• Information shown:
<<<<

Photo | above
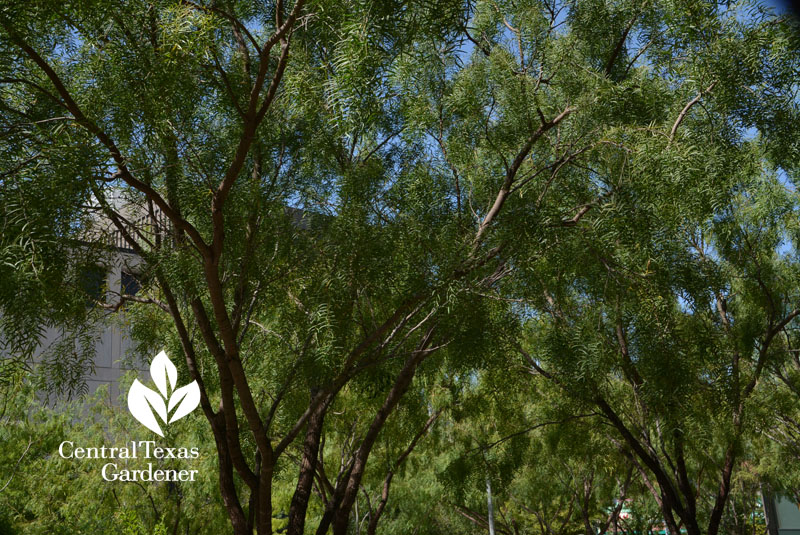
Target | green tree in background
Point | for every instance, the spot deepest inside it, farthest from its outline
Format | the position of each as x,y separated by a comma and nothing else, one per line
355,218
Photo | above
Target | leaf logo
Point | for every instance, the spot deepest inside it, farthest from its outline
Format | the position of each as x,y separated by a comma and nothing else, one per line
143,401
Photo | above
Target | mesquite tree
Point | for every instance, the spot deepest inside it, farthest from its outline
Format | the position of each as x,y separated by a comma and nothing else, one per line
340,207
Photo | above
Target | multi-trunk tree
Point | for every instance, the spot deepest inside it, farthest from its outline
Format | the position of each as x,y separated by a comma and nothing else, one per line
341,208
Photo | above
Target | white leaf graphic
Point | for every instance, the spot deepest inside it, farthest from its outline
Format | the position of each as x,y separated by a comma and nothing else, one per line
162,369
188,396
140,401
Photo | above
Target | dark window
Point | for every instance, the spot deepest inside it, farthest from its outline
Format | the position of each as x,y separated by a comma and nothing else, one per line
130,284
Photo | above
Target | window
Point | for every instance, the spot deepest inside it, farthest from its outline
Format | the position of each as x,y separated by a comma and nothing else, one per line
130,284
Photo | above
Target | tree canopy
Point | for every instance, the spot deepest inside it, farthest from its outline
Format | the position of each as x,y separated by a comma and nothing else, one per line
432,264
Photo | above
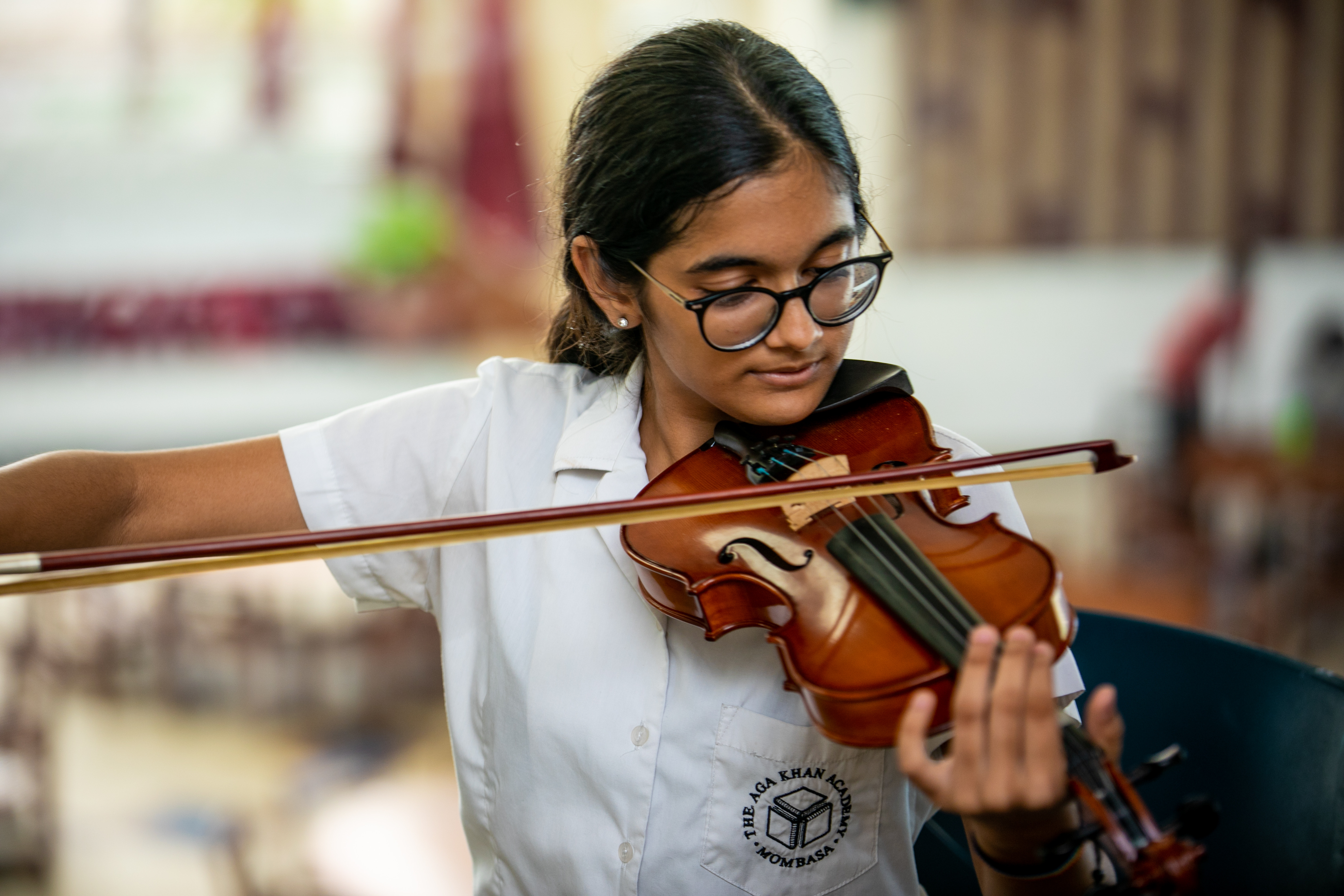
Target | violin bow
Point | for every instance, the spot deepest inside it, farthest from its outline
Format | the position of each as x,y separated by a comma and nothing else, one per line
84,569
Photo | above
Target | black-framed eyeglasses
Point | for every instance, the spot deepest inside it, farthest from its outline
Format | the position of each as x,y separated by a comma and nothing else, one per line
737,319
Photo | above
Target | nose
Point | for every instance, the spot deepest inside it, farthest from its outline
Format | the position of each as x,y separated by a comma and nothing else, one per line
795,331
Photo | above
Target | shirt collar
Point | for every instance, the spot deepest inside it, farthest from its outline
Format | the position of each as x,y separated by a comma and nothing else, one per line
597,437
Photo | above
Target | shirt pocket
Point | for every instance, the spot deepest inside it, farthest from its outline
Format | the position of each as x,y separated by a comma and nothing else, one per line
791,813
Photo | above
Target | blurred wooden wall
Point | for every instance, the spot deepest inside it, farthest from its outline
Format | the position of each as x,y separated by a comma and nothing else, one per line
1126,121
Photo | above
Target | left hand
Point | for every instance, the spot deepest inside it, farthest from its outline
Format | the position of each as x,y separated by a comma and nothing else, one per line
1007,774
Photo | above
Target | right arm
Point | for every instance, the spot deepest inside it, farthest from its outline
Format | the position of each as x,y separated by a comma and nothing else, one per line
96,499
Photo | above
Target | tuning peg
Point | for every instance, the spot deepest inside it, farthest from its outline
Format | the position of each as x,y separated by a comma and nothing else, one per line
1197,817
1158,763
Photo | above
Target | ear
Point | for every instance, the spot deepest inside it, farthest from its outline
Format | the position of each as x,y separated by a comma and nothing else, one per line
613,299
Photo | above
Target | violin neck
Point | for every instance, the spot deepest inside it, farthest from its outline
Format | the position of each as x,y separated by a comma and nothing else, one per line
893,569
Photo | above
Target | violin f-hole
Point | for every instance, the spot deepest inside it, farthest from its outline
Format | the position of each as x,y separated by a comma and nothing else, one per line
768,554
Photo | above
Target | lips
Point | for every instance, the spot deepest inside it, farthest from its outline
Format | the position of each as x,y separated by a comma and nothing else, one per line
794,375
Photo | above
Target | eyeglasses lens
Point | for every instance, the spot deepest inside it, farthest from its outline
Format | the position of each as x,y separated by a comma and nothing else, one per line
740,318
845,291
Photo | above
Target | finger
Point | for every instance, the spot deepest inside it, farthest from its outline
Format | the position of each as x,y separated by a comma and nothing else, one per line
1104,723
912,733
1045,767
970,703
1002,786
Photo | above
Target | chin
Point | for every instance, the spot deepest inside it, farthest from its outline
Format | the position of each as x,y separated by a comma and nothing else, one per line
781,409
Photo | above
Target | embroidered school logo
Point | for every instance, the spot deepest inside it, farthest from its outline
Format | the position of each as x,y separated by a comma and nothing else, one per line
794,824
799,819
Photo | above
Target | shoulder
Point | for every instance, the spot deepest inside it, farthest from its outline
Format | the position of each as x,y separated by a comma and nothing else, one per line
960,445
997,498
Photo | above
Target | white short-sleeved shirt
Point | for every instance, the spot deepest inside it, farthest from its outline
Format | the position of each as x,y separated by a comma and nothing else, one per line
601,747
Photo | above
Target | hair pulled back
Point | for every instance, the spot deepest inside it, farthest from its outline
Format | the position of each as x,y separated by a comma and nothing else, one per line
663,128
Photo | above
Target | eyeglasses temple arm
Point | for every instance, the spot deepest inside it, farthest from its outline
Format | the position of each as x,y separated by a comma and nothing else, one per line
652,280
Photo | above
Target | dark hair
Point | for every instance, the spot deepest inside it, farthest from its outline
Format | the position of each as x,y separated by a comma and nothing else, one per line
663,128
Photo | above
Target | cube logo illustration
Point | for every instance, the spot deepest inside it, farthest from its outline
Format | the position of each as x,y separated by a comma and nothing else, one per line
799,819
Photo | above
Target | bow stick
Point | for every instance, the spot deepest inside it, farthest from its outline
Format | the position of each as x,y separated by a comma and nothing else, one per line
61,570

>>>>

• Exercise instructions: Quote every entry exactly, with the pictures omitted.

• Complete response:
Photo | above
Target | green tree in background
Point | for every instance, the spot deepest inside it, farthest from its outline
Format | the position of each as x,y separated by a comma and nothing else, one per line
355,218
Photo | above
Target | leaf logo
Point | for every instance, the spot deepest inside it, farthest from its outline
Format | the position of each as x,y separated by a comma and nothing else, one per line
143,401
Photo | above
Target | mesquite tree
Point | for every instance, the spot deepest inside it, farthest from its outline
Format | the position of each as x,y separated by a comma and nothing else, one per line
340,207
Photo | above
Target | multi-trunk tree
Point | for every instance, the spot deepest inside it, farthest from its outline
Format | the position of each as x,y separated by a comma and nothing else, one per line
341,208
Photo | above
Target | white leaf graphic
Point | for every instance, the spot deepest inside it, farthest from its outline
Format | the position of each as x,y separated by a comma and nothing else, one per line
162,369
188,396
140,401
Photo | above
Target | dark window
Point | for every instance, the spot deepest inside it, farthest from its outline
Format | the position of each as x,y separated by a comma and nothing else, one per line
130,284
Photo | above
Target | window
Point | for every instance, the spot deepest inside it, farthest from its outline
Format | the position of each as x,y separated by a comma and nothing else, one per line
130,284
Photo | above
Target | tree canopy
Point | for every instance, the spot deepest inside it, farthest from its outline
Format | the position of each as x,y separated by a comma and nothing else, one per line
432,264
Photo | above
Target | violin bow
Point | for every instance, the spot deepest inside it, farthest from its outline
Format | the position of each as x,y separated by a comma and nothing else, one per line
84,569
Photo | above
Target | black-framed eyeglasses
Point | for every instance, the spot deepest inside it, farthest from its outline
Format | the position of each as x,y separated by a comma and nothing else, one per line
737,319
Photo | above
Target | nose
Point | for every instance, the spot deepest inside it, farthest from its outline
Format | the position of each as x,y separated by a comma and nothing else, one per line
795,331
Photo | above
Target | shirt collar
Point | for every instance, the spot deepest inside it, farthest from its outline
Format | the position of each as x,y separated by a comma and nothing else, one per line
597,437
Photo | above
Target | shirt pocket
Point | for every instance, the spot deepest inside it, farthest from its outline
Format | the position of each as x,y separated by a comma and nothing else, one per line
791,813
Photo | above
Target | blurred wooden wall
Point | for every instance, the spot deepest inside it, farthest from its outline
Format | the position of each as x,y separated by a comma and nothing else, one per line
1126,121
Photo | above
Target | left hand
Point | for every instance, the spot deepest inside it, farthest from its outline
Format | the position of each as x,y separated by a comma and nothing else, one per line
1007,774
Photo | above
Target | right arm
Point | for every instance, the spot deepest inside it, farthest from its outline
Format | the position of each as x,y separated by a comma and nothing else, one per line
96,499
Photo | above
Target | tuning peg
Point | for every instance, the spot deepest inside it, farthest from its outline
Format | the position of each as x,y separated by a comma and nothing else, one per line
1197,817
1158,763
Photo | above
Target | ear
Point | for every instance, the spot deepest inside it, farthest from its outline
Format | the position of each as x,y separated by a comma and nothing else, one per line
613,299
Photo | above
Target | violin neck
Point | for every instance, the spot deepest inside it, farthest from its outline
Format | the position of each as x,y separated by a comma and nothing else, one per line
893,569
Photo | above
Target | violin f-hole
Point | for every instance, the spot deepest inside it, farthest from its outline
Format | the position of each as x,y separated by a comma and nothing else, one per line
768,554
Photo | above
Target | lips
Point | for every instance, the spot deepest inside it, farthest from its outline
Format | the position of each as x,y separated by a comma and nothing else, one per line
794,375
Photo | above
Target | eyeglasses lens
Point | for every instance, the spot deepest inside it, farthest from its outline
Format | the position of each as x,y separated by a comma and nothing else, one per line
740,318
845,291
Photo | above
Target | finger
Point | for every instance, the spot deepest inside it, farthest from its outline
Format | the position of each as x,y separated by a comma and nothing else, one per line
1104,723
912,733
1045,767
970,703
1002,786
Photo | above
Target | chin
Point | for every instance, the spot deepest inside it, farthest from its outline
Format | the position of each as x,y separated by a comma and nothing else, one per line
781,409
Photo | above
Target | embroidered school logo
Point | for every instance, the spot deepest inside it, farthest from its outline
Format | the position of each as x,y separated by a comma and nothing else, one per line
794,824
799,819
Photo | above
Target | shoulder
Point | for every instance, the spot deepest inside it, farthest from its outline
Format | the position of each as x,y separated by a comma and nothing else, one per line
960,445
997,498
Photo | above
Target | white short-sleeved shirt
Point | for every instance, the spot deepest inside it, farthest from its outline
Format | the position of each as x,y separated by a comma and nothing else, one per line
601,747
Photo | above
Target | hair pulled back
Point | for every instance, the spot deepest inside it, farthest from its outline
Format | the position of each as x,y separated by a comma and nothing else, one per line
663,128
Photo | above
Target | eyeglasses temple arm
Point | for every instance, the spot deepest inside it, farthest from its outline
Format | the position of each as x,y separated by a comma and nothing else, one per line
652,280
Photo | above
Target | dark hair
Point | for every instance, the spot deepest inside it, farthest from its outline
Format | the position of each as x,y separated by a comma and nothing else, one per line
663,128
Photo | above
Target | cube logo illustration
Point | for every instance, the spot deepest inside it, farthest from its outline
Format | the position of each as x,y separated by a comma and nothing else, one per line
799,819
Photo | above
Target | bow stick
Point | for every instance, the spot deepest inside it, farthest from its outline
Format | the position of each as x,y separated by a comma and nothing else, one per line
61,570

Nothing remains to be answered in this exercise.